**Study material:**
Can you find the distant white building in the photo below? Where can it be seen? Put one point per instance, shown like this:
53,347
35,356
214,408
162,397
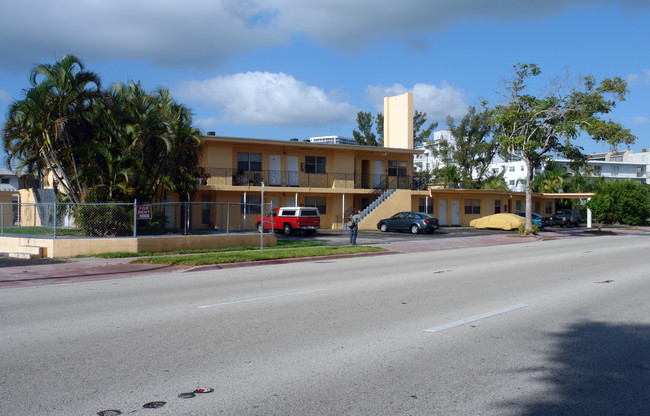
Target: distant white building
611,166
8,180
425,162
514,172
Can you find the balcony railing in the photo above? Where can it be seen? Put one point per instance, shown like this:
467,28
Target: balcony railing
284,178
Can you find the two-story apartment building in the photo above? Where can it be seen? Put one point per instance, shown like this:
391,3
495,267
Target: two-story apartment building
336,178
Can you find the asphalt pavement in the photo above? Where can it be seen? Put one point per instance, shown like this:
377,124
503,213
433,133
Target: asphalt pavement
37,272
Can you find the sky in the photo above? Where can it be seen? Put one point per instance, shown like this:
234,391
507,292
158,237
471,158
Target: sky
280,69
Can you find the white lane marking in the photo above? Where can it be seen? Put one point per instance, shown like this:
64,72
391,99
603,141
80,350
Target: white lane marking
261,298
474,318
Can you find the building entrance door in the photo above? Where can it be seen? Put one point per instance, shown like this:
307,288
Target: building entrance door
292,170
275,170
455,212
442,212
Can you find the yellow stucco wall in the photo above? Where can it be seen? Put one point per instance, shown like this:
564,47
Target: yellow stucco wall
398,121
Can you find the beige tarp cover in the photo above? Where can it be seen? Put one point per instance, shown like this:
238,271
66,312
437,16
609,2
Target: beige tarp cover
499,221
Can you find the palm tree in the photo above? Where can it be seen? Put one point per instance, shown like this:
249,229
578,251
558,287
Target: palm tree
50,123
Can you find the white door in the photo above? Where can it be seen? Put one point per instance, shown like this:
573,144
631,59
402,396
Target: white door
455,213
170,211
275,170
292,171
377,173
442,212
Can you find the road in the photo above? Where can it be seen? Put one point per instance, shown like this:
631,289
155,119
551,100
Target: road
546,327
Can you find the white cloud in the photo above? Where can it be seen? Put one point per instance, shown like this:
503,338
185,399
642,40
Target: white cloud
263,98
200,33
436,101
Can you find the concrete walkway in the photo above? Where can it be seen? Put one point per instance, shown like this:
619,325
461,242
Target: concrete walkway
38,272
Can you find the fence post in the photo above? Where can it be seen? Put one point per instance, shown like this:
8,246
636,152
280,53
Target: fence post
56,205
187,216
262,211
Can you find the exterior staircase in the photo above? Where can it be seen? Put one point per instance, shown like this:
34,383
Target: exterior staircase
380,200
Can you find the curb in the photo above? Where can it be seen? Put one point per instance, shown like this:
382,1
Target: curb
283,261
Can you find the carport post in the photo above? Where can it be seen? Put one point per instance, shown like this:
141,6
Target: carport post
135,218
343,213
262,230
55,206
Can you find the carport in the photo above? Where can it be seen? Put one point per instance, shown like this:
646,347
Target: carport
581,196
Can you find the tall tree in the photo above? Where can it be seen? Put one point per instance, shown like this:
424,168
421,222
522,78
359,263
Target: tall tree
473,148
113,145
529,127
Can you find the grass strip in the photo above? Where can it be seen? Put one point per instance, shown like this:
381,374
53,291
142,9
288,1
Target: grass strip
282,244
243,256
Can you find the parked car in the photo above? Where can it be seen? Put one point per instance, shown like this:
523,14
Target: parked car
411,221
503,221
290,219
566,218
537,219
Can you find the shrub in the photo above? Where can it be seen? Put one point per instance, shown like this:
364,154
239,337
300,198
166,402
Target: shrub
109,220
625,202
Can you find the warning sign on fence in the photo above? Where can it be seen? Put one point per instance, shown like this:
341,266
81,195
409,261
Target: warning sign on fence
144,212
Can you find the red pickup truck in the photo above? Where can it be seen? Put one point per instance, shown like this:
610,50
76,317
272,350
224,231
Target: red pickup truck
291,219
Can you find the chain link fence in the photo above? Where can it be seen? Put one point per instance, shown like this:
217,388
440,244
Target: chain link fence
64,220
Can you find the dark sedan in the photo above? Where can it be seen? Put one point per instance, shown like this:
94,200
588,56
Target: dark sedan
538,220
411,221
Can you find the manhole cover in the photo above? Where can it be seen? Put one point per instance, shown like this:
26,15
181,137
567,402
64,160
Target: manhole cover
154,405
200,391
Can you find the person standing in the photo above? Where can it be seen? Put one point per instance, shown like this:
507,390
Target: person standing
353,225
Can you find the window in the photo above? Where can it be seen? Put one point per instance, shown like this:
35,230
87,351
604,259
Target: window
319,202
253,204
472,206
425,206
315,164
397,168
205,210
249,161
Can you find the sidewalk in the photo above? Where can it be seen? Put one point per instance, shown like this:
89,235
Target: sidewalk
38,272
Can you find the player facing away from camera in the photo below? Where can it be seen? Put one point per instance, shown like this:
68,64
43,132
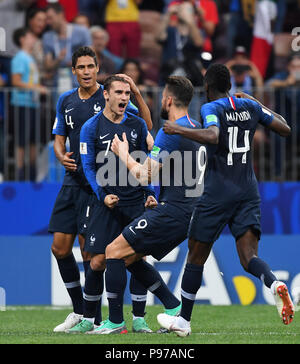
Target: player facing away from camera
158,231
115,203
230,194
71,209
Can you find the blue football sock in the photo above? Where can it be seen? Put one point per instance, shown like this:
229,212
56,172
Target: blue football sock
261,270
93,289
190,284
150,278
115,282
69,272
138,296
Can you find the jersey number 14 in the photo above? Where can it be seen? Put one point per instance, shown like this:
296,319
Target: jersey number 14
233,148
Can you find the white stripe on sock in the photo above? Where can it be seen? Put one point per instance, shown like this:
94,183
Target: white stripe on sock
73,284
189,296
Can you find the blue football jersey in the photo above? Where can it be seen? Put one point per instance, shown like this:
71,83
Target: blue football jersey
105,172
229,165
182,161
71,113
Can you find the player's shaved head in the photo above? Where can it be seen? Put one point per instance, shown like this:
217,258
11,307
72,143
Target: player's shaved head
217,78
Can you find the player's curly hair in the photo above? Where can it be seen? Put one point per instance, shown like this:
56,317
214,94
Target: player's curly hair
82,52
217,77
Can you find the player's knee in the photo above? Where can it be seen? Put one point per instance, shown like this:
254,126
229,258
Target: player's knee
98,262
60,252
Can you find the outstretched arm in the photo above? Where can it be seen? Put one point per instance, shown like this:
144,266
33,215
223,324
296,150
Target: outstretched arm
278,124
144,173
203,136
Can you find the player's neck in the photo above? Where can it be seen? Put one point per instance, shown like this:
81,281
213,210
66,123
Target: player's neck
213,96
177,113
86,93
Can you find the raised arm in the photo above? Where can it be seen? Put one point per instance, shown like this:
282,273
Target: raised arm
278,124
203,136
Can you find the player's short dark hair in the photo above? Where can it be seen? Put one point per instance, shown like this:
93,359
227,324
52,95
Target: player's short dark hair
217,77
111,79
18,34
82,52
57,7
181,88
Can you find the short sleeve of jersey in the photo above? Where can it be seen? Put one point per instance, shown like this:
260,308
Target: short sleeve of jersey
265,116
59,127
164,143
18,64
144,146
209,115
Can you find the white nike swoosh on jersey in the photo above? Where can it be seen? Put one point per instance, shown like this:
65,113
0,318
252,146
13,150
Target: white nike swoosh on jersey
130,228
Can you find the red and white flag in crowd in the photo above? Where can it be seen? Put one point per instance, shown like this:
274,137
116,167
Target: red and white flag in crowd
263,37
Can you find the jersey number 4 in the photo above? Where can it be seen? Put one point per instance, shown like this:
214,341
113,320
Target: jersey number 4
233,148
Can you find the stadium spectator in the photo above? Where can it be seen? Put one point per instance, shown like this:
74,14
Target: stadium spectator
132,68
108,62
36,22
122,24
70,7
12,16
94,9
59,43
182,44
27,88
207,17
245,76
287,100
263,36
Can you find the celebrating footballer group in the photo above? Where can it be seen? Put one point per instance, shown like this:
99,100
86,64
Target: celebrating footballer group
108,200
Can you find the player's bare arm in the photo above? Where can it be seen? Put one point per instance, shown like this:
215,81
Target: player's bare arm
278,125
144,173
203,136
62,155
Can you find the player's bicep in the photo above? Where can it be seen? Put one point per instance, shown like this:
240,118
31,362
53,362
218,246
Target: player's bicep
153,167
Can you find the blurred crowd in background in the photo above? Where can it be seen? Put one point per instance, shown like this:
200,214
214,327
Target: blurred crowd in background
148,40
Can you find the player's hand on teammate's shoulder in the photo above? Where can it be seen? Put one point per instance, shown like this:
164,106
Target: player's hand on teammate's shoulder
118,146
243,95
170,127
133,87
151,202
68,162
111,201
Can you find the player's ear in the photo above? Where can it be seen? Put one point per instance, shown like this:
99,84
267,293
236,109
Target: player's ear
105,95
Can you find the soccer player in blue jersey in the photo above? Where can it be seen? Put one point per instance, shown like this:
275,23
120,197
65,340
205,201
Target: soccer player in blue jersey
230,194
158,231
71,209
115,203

**What is needed:**
Only the lines that contain the string "below" should be copied from the entries above.

**Worked solution:**
Can you find the distant white building in the photo below? Where can it be seen? Put one point per instance, shown like this:
Can you find the player facing away from camera in the photo below? Where can it be seen? Put one point per instance, shown like this:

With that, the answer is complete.